Stored data entries:
☆ ☆ ☆ ☆ ☆ ☆ ☆

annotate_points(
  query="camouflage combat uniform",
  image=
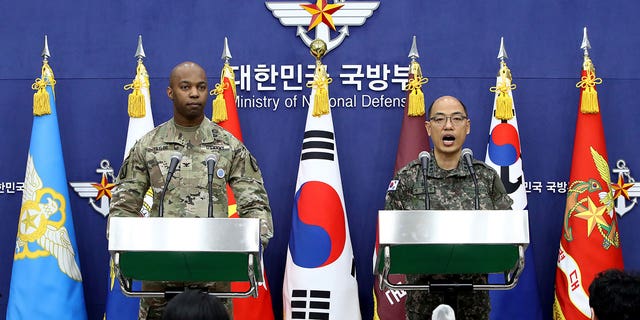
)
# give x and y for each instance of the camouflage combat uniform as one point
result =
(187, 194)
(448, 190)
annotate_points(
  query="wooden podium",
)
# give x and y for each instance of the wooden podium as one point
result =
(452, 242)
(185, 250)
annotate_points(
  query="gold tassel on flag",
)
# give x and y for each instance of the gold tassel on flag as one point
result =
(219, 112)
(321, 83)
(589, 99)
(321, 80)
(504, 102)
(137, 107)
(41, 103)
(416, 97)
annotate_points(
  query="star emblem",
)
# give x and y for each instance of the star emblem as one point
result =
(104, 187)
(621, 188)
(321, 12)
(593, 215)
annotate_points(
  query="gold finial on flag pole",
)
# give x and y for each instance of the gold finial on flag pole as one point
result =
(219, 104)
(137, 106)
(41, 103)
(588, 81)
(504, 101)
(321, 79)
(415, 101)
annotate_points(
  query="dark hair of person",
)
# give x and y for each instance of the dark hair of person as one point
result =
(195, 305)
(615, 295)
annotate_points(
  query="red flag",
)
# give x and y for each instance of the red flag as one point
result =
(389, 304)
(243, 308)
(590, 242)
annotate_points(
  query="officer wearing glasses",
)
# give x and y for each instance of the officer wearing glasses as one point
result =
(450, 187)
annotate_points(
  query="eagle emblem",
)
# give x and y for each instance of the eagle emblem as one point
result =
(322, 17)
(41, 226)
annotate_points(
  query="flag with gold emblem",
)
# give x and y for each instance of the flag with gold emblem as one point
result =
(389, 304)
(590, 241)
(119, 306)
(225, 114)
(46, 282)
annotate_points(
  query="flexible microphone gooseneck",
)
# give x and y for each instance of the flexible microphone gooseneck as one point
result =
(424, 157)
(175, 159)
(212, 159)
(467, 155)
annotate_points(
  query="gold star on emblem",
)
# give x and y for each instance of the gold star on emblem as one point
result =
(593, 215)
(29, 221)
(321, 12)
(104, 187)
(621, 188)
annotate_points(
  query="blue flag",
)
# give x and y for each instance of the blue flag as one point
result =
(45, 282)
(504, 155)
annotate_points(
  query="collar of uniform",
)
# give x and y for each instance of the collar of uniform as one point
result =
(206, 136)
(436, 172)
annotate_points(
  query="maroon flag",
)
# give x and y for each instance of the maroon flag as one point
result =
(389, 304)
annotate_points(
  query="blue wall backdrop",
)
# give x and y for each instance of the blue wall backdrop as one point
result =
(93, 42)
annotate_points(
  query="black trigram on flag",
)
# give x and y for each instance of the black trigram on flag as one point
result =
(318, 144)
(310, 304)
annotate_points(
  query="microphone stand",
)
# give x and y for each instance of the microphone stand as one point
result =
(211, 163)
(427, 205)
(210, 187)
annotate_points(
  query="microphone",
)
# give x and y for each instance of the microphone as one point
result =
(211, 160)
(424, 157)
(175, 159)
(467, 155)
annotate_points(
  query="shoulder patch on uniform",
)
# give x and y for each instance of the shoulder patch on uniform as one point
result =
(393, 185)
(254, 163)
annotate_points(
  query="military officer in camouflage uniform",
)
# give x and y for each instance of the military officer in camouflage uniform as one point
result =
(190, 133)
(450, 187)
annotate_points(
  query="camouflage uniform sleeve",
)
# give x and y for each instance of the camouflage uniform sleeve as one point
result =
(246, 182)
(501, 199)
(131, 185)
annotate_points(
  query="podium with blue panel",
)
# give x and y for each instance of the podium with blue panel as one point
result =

☆ ☆ ☆ ☆ ☆ ☆ ☆

■ **Work instructions**: Print the entries above word for word, without pictures.

■ **Completed exercise**:
annotate_points(
  query="camouflage combat uniform",
  image=
)
# give x and y for each instance of the camouflage combat uniform as one point
result =
(187, 194)
(448, 190)
annotate_points(
  query="wooden podium",
)
# give x and y for each instance of the wooden podium as one point
result =
(452, 242)
(185, 250)
annotate_points(
  query="gold tassel on flag",
)
# give x and y for each instance of the gold tassel on flag as one point
result =
(219, 112)
(321, 83)
(589, 99)
(321, 80)
(504, 102)
(137, 107)
(41, 103)
(416, 97)
annotate_points(
  query="star emblem",
)
# give x and y for each instance of the star emblem as one point
result =
(104, 187)
(621, 188)
(321, 12)
(593, 215)
annotate_points(
  query="gold finial on flag pole",
)
# give x and y for each instance of the gold finial on flag pole as one point
result =
(219, 104)
(137, 106)
(41, 103)
(588, 81)
(504, 101)
(321, 79)
(415, 101)
annotate_points(
  query="dark hair of person",
)
# give x and y for each instance of the dark hair of person as one point
result =
(195, 305)
(615, 295)
annotate_points(
  query="red flag",
)
# give x and y for each instance of the red flag as one point
result =
(389, 304)
(243, 308)
(590, 242)
annotate_points(
  query="officer wearing glasses",
)
# give x and y for each instance of the officer wearing glasses as one point
result =
(450, 187)
annotate_points(
  query="eagle emblem",
)
# give x and y for each instance of the eagle emblem as one point
result =
(322, 17)
(41, 226)
annotate_points(
  query="flag with gold emblem",
)
# give x and y for each instance of the flag with gold emblem as one point
result =
(389, 304)
(590, 241)
(119, 306)
(225, 114)
(46, 282)
annotate_points(
  query="flexible microphone gooseneck",
)
# give x and y for each instance of the flexible microphone gooseneck as one point
result =
(424, 157)
(175, 159)
(212, 159)
(467, 155)
annotate_points(
  query="gold star on emblem",
)
# give x and y for each instance of the gold star on emblem as one point
result =
(593, 215)
(29, 221)
(321, 12)
(104, 187)
(621, 188)
annotate_points(
  query="blue flag",
)
# give x and y for each instance of the blue flag as one point
result =
(45, 282)
(504, 155)
annotate_points(
  query="collar of uniform",
)
# give x and y for each instance of the collar of uniform as one point
result =
(206, 136)
(436, 172)
annotate_points(
  query="maroon flag",
)
# give x and y for each instance of the maroon flag as one point
result =
(389, 304)
annotate_points(
  query="blue wall backdrop",
)
# give x and y for each instance of the blue wall backdrop as one point
result =
(93, 42)
annotate_points(
  query="black trigram on flag",
)
# give x and y for each instance of the black trigram on flag as one point
result =
(318, 144)
(310, 304)
annotate_points(
  query="microphone stand",
)
# give x and y for each instance of the microphone stand as one point
result =
(211, 163)
(427, 205)
(210, 187)
annotate_points(
  query="microphone",
)
# give x and y for each instance of the microphone as one point
result =
(211, 160)
(424, 157)
(175, 159)
(467, 155)
annotate_points(
  query="shoulder patch on uniform",
)
# give x and y for each instance of the shoulder patch on uniform as one point
result =
(393, 185)
(254, 163)
annotate_points(
  query="military officer in camouflage uniform",
)
# give x and y for each instance of the military officer in camouflage uniform as one point
result =
(190, 133)
(450, 187)
annotate_points(
  query="camouflage uniform sleeve",
)
# give x and y for each instance of the camouflage uniform sleeve as one point
result =
(246, 182)
(501, 199)
(131, 185)
annotate_points(
  query="podium with blue panel",
)
# give x and y for each instance of the podium with blue panel as one point
result =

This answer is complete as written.